- TASK TO COMPLETE -
Every record must be written out once more, with nothing added or omitted.

-- ENTRIES SUPPLIED follows --

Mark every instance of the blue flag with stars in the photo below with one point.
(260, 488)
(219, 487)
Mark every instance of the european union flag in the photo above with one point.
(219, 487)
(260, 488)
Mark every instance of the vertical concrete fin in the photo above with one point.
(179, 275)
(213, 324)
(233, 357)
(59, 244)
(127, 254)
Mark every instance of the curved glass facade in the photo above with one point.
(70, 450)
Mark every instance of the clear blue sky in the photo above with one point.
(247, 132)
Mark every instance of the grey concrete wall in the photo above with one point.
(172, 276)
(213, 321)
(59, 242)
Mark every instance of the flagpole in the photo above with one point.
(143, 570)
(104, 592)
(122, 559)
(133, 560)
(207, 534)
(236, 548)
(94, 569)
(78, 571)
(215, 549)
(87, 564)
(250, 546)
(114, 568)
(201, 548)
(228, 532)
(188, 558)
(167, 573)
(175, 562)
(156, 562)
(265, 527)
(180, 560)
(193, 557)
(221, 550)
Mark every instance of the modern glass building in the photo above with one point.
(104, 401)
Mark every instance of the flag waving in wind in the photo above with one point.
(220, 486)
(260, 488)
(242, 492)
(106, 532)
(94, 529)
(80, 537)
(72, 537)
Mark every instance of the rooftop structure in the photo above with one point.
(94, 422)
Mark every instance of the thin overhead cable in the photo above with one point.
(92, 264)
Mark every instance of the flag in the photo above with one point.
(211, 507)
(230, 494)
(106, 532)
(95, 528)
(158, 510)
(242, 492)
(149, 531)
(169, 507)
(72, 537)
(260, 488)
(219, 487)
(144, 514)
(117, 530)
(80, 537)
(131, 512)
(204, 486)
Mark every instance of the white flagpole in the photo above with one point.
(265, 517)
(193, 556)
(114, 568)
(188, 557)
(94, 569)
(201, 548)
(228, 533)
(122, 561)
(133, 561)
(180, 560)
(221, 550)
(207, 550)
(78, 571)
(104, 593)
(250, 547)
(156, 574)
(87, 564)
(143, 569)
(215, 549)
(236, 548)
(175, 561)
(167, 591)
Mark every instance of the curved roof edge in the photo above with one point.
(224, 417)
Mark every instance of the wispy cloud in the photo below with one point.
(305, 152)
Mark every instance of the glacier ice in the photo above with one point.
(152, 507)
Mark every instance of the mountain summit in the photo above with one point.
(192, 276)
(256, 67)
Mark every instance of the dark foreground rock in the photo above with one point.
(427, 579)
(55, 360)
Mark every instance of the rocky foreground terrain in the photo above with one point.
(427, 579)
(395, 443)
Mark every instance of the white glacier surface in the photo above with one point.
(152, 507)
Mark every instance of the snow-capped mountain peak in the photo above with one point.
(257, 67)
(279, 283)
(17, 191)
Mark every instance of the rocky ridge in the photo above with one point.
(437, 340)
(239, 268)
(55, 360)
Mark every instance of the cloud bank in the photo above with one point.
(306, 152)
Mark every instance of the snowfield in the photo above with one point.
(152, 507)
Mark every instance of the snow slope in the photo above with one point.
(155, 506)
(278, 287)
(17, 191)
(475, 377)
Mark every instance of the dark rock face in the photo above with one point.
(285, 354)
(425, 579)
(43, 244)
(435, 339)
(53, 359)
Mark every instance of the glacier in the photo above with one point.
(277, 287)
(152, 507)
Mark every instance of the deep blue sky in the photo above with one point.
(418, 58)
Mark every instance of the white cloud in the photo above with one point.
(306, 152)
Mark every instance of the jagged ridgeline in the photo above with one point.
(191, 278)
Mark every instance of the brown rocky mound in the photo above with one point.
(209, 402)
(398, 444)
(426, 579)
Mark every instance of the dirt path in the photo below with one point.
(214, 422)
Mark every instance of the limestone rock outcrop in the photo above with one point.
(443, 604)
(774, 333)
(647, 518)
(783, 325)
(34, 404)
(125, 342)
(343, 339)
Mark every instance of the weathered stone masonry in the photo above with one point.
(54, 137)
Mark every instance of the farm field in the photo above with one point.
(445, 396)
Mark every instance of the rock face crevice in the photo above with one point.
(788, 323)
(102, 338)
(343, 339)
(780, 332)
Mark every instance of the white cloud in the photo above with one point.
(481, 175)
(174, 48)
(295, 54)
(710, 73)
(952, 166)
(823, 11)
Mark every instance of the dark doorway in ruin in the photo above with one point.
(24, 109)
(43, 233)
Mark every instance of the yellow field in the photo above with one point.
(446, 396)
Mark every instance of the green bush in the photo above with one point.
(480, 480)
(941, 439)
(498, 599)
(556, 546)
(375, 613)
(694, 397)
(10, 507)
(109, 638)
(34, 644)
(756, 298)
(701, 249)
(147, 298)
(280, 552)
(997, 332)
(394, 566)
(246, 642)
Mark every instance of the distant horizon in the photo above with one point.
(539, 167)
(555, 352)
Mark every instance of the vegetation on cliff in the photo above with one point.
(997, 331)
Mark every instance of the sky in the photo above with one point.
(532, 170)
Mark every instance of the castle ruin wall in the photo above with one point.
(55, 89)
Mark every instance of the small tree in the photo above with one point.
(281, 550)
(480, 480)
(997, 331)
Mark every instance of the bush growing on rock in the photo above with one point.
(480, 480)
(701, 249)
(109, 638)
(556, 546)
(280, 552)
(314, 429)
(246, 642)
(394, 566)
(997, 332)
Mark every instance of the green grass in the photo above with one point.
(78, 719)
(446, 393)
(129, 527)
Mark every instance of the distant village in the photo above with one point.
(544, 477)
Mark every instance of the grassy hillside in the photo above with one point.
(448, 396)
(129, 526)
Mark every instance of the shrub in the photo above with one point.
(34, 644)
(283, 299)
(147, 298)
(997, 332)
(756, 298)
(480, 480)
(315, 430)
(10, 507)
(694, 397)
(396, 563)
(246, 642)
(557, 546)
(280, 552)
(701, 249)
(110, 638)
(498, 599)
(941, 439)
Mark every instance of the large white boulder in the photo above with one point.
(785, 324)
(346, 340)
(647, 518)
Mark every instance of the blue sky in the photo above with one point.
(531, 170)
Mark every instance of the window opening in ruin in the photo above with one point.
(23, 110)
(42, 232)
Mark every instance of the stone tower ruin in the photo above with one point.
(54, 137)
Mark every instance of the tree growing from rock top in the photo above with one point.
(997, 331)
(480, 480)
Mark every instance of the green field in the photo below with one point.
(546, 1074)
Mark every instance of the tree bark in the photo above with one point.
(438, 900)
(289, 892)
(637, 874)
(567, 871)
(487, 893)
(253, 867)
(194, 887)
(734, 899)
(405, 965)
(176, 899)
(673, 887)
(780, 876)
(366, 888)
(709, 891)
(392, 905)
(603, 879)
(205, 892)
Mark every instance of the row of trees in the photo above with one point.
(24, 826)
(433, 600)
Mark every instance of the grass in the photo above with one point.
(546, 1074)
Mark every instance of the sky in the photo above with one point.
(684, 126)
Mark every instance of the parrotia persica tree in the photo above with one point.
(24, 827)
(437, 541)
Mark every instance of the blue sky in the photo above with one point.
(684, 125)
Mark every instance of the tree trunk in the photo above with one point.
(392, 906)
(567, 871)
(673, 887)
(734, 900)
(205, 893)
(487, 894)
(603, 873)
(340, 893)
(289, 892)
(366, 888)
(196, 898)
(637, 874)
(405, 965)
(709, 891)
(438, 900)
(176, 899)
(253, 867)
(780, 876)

-- ENTRIES SUPPLIED concluded --

- WRITTEN ANSWER -
Mark every instance of the blue flag with stars in the photo below with one point.
(260, 488)
(219, 487)
Mark every instance of the european union flag in the photo above with one point.
(219, 487)
(260, 488)
Mark every instance of the vertical concrete fin in the photo above with one point.
(179, 275)
(213, 324)
(233, 357)
(59, 244)
(127, 254)
Mark every instance of the curved glass facade in the photo above with one point.
(70, 450)
Mark every instance of the clear blue sky in the photo above with one point.
(247, 132)
Mark every instance of the grey concrete wall in the photo above with one point.
(172, 276)
(213, 321)
(59, 242)
Mark every instance of the flagpole in the photo above with one point.
(143, 570)
(104, 592)
(122, 559)
(133, 560)
(207, 534)
(236, 548)
(94, 569)
(78, 571)
(215, 549)
(87, 564)
(250, 546)
(114, 568)
(201, 548)
(228, 532)
(188, 558)
(167, 573)
(175, 562)
(156, 562)
(265, 527)
(180, 560)
(193, 557)
(221, 550)
Mark every instance of the modern glass building in the photo above with one point.
(104, 401)
Mark every instance of the flag waving in wind in the photo above with one point.
(220, 486)
(260, 488)
(242, 492)
(106, 532)
(94, 529)
(80, 537)
(72, 537)
Mark every instance of the rooftop structure in the photo above with one point.
(94, 422)
Mark every instance of the thin overhead cable in the photo above with one point.
(92, 264)
Mark every instance of the flag in the photo above with one point.
(211, 507)
(230, 494)
(106, 532)
(95, 528)
(158, 510)
(242, 492)
(149, 531)
(169, 507)
(72, 537)
(260, 488)
(219, 487)
(144, 514)
(117, 530)
(80, 537)
(131, 512)
(204, 486)
Mark every instance of the white flagpole in the photo above with one point.
(265, 517)
(193, 556)
(114, 568)
(188, 557)
(94, 569)
(201, 548)
(228, 533)
(122, 561)
(133, 561)
(180, 560)
(221, 550)
(207, 550)
(78, 571)
(104, 593)
(250, 547)
(156, 574)
(87, 564)
(143, 569)
(215, 549)
(236, 548)
(175, 561)
(167, 591)
Mark every instance of the curved roof edge in the photo above with one point.
(224, 417)
Mark every instance of the wispy cloud in the photo below with one point.
(305, 152)
Mark every instance of the glacier ice in the photo above with one point.
(152, 507)
Mark every instance of the mountain summit in the photo above with one point.
(192, 276)
(256, 67)
Mark every instance of the dark foreground rock in the photo above with one point.
(427, 579)
(55, 360)
Mark every instance of the rocky foreground terrain in the photo above with one point.
(427, 579)
(395, 443)
Mark every instance of the white glacier surface in the photo above with one point.
(152, 507)
Mark every instance of the snow-capped mountain peak in the photo above with one point.
(257, 67)
(279, 283)
(17, 191)
Mark every instance of the rocky ridge in the photo above with one point.
(437, 340)
(239, 268)
(55, 360)
Mark every instance of the cloud bank in the photo above with one point.
(306, 152)
Mark every instance of the snowfield in the photo above with one point.
(152, 507)
Mark every instance of the snow slope in the photo above with one point.
(155, 506)
(278, 287)
(17, 191)
(475, 377)
Mark every instance of the dark rock face in the photo above with one point.
(285, 354)
(425, 579)
(43, 244)
(435, 339)
(53, 359)
Mark every instance of the glacier in the photo above with one point.
(277, 287)
(152, 507)
Mark every instance of the deep blue sky in the photo above with one point.
(418, 58)
Mark every instance of the white cloud in the photo above with one point.
(306, 152)
Mark every instance of the jagged ridgeline in the photo above with one point.
(191, 278)
Mark every instance of the brown rocky mound in the photo above with one point.
(209, 402)
(398, 444)
(426, 579)
Mark every instance of the dirt path in the photo below with one point.
(214, 422)
Mark every instance of the limestone rock outcrop in the photo above with one point.
(443, 604)
(774, 333)
(647, 518)
(783, 325)
(34, 404)
(125, 342)
(343, 339)
Mark every instance of the weathered stone masonry in the photo above with one point.
(54, 137)
Mark every instance of the farm field in the photo above with one point.
(445, 396)
Mark every instance of the rock face crevice in the photo above with one point.
(788, 323)
(102, 338)
(343, 339)
(780, 332)
Mark every instance of the white cloud in the photo above with one point.
(481, 175)
(174, 48)
(295, 54)
(710, 73)
(952, 166)
(823, 11)
Mark every instance of the dark doorway in ruin in the photo above with one point.
(24, 109)
(43, 233)
Mark every instance of the yellow field in the photo above with one point.
(446, 396)
Mark every instance of the green bush in the photo above with one point.
(480, 480)
(941, 439)
(498, 599)
(556, 546)
(375, 613)
(694, 397)
(10, 507)
(109, 638)
(34, 644)
(756, 298)
(701, 249)
(147, 298)
(280, 552)
(997, 332)
(394, 566)
(246, 642)
Mark every instance of the distant horizon in the photo above with one point.
(539, 167)
(555, 352)
Mark every instance of the vegetation on cliff in the photo above with one point.
(997, 331)
Mark every instance of the sky in the photo above with one point.
(532, 170)
Mark every instance of the castle ruin wall in the photo above with one point.
(55, 89)
Mark every instance of the small tree in the photo above with one point.
(281, 550)
(480, 480)
(997, 331)
Mark every instance of the bush growing on rock in the photo above with one point.
(480, 480)
(701, 249)
(109, 638)
(556, 546)
(280, 552)
(314, 429)
(246, 642)
(394, 566)
(997, 332)
Mark every instance of the green grass in the photo above with one point.
(78, 719)
(446, 393)
(129, 527)
Mark every instance of the distant village in the photo above with one point.
(544, 477)
Mark every instance of the grassy hillside in the photo above with one point.
(448, 396)
(129, 526)
Mark every instance of the shrub in the photo above with one point.
(34, 644)
(283, 299)
(147, 298)
(997, 332)
(756, 298)
(480, 480)
(315, 430)
(10, 507)
(694, 397)
(396, 563)
(246, 642)
(557, 546)
(280, 552)
(701, 249)
(110, 638)
(498, 599)
(941, 439)
Mark every instance of the large white boulder in the photo above with one point.
(785, 324)
(346, 340)
(647, 518)
Mark every instance of the blue sky in the photo above with one point.
(531, 170)
Mark every instance of the window opening in ruin in the photo above with one point.
(23, 110)
(42, 232)
Mark every instance of the stone tower ruin in the photo above with one point.
(54, 137)
Mark every instance of the tree growing from rock top in the photo above with one point.
(997, 331)
(480, 480)
Mark every instance of the green field in the photo below with one point.
(546, 1074)
Mark every instance of the tree bark in the photo above with one point.
(438, 900)
(289, 892)
(637, 874)
(567, 871)
(487, 893)
(253, 867)
(194, 887)
(734, 899)
(405, 965)
(176, 899)
(673, 887)
(780, 876)
(366, 888)
(709, 891)
(392, 905)
(603, 879)
(205, 892)
Mark every instance of the row of trees in the photo above with one point.
(24, 826)
(433, 600)
Mark every instance of the grass in the photo above with one point.
(546, 1074)
Mark every instance of the sky in the photo above with one point.
(684, 126)
Mark every instance of the parrotia persica tree in the photo above with one point.
(24, 827)
(437, 541)
Mark every instance of the blue sky in the photo above with one point.
(684, 125)
Mark every instance of the tree trunk in the photo above with one point.
(392, 906)
(567, 871)
(673, 887)
(734, 900)
(205, 893)
(487, 894)
(603, 873)
(340, 893)
(289, 892)
(366, 888)
(196, 898)
(637, 874)
(405, 965)
(709, 891)
(438, 900)
(176, 899)
(253, 867)
(780, 876)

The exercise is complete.